======== EXTRAIT CRITIQUE ========

Pour vous donner un exemple assez précis des tâtonnements scénaristiques du film, prenons la place de la police qui enquête sur les meurtres du Candyman. Alors que le premier long métrage offrait une vision froide de forces de l’ordre complètement désintéressées par les maux des quartiers précaires, “Candyman 2” se sent obligé pour avancer dans le récit de nous étouffer avec cet aspect de l’œuvre. À trop les caractériser, la pellicule finit par nous montrer ces flics comme de parfaits idiots, totalement incompétents et franchement hors de propos. Dès l’écriture, “Candyman 2” est mauvais.

========

QUESTIONS DE COMPRÉHENSION ->
a – Répondez brièvement aux questions suivantes sur l'extrait critique consacré à « Candyman 2 ».
(i) Quel aspect du film l'extrait prend-il comme exemple des tâtonnements scénaristiques ?
(ii) Quelle vision des forces de l'ordre le premier long métrage offrait-il ?
(iii) Selon la dernière phrase, à partir de quelle étape « Candyman 2 » est-il mauvais ?
b – Poursuivez l'extrait critique consacré à « Candyman 2 » en reprenant juste après sa dernière phrase.

======== DONNÉES ========

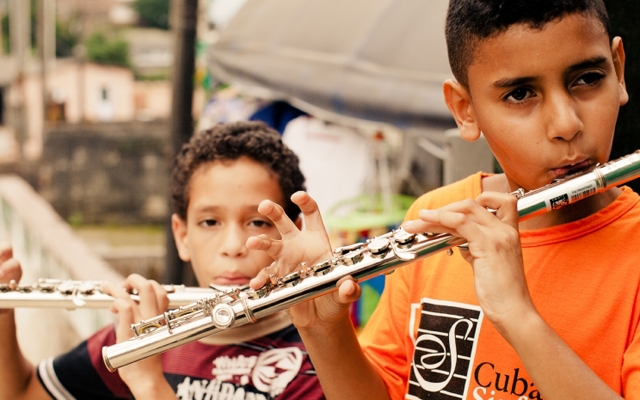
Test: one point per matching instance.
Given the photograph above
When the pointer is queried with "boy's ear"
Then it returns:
(458, 100)
(618, 55)
(179, 228)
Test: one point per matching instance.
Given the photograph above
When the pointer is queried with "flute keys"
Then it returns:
(378, 247)
(353, 257)
(322, 268)
(223, 316)
(403, 238)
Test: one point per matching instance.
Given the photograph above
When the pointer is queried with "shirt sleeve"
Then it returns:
(81, 374)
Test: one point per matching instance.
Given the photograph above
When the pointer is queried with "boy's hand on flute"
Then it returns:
(310, 246)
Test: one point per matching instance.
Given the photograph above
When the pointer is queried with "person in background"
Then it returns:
(550, 307)
(218, 181)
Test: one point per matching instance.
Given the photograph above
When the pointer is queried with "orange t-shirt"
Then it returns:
(428, 337)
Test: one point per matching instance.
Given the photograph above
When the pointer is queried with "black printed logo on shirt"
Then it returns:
(444, 350)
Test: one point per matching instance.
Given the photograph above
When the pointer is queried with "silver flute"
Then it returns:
(72, 294)
(380, 255)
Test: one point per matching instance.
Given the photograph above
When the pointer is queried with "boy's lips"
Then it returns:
(231, 280)
(570, 168)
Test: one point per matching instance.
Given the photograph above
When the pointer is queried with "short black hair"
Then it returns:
(469, 21)
(231, 141)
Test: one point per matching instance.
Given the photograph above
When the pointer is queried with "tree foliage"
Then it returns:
(153, 13)
(102, 50)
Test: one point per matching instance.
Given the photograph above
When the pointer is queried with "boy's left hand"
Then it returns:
(494, 250)
(145, 376)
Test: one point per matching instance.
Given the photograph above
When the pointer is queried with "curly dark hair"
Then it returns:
(470, 21)
(229, 142)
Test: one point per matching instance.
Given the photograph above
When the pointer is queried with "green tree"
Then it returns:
(102, 50)
(66, 38)
(153, 13)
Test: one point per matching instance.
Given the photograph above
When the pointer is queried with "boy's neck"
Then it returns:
(574, 212)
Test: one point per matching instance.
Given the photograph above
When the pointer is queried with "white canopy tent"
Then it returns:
(373, 60)
(356, 62)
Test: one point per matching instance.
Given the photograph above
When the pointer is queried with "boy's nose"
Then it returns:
(564, 120)
(233, 243)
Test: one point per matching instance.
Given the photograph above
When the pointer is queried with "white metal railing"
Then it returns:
(46, 247)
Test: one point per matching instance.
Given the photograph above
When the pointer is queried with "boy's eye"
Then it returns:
(518, 95)
(590, 78)
(260, 224)
(209, 222)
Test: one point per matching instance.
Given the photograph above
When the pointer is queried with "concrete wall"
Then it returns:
(107, 172)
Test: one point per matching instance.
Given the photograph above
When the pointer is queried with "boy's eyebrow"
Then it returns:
(523, 80)
(505, 83)
(592, 62)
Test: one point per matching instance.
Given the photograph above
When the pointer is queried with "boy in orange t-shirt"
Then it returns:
(543, 81)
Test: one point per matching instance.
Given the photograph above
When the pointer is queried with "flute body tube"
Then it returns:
(380, 255)
(72, 294)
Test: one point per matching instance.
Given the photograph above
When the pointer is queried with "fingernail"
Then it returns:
(425, 213)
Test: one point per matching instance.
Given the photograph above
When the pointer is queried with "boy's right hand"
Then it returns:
(10, 269)
(310, 246)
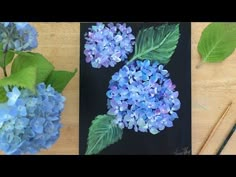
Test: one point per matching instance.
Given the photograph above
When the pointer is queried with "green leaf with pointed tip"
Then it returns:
(102, 133)
(25, 78)
(217, 42)
(3, 97)
(59, 79)
(29, 59)
(157, 43)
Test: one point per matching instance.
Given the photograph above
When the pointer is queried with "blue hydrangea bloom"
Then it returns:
(142, 97)
(18, 36)
(107, 45)
(30, 122)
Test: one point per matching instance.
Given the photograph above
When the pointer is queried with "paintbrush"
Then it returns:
(215, 128)
(227, 139)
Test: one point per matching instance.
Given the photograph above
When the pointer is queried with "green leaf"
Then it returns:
(157, 43)
(102, 133)
(59, 79)
(28, 59)
(25, 78)
(3, 97)
(217, 42)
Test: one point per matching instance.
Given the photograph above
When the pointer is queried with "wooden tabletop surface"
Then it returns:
(213, 87)
(59, 43)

========

RÉPONSES RÉDIGÉES ->
a –
(i) La place de la police qui enquête sur les meurtres du Candyman.
(ii) Une vision froide de forces de l'ordre complètement désintéressées par les maux des quartiers précaires.
(iii) Dès l'écriture.

b –
Bill Condon va en fait bien plus s’intéresser à la genèse du mythe de Candyman dont il nous offre une version plus creuse qu’auparavant, démystifiant désagréablement au passage ce personnage étrange. On aurait peut-être pu souscrire à cet axe de l’histoire si le réalisateur y avait mis un peu d’âme: en plus de passer son temps à se répéter, et à créer des surprises absurdes, le cinéaste dépossède totalement son anti-héros de tout artifice occulte. De la même manière, la façon dont Bill Condon mêle cette légende à la lignée de Annie semble complètement forcée. On éprouve le sentiment très étrange que Bill Condon utilise le fantôme de l’esclavagisme comme un simple outil, sans réflexion profonde. Certains sujets ne supportent pas l’approximation.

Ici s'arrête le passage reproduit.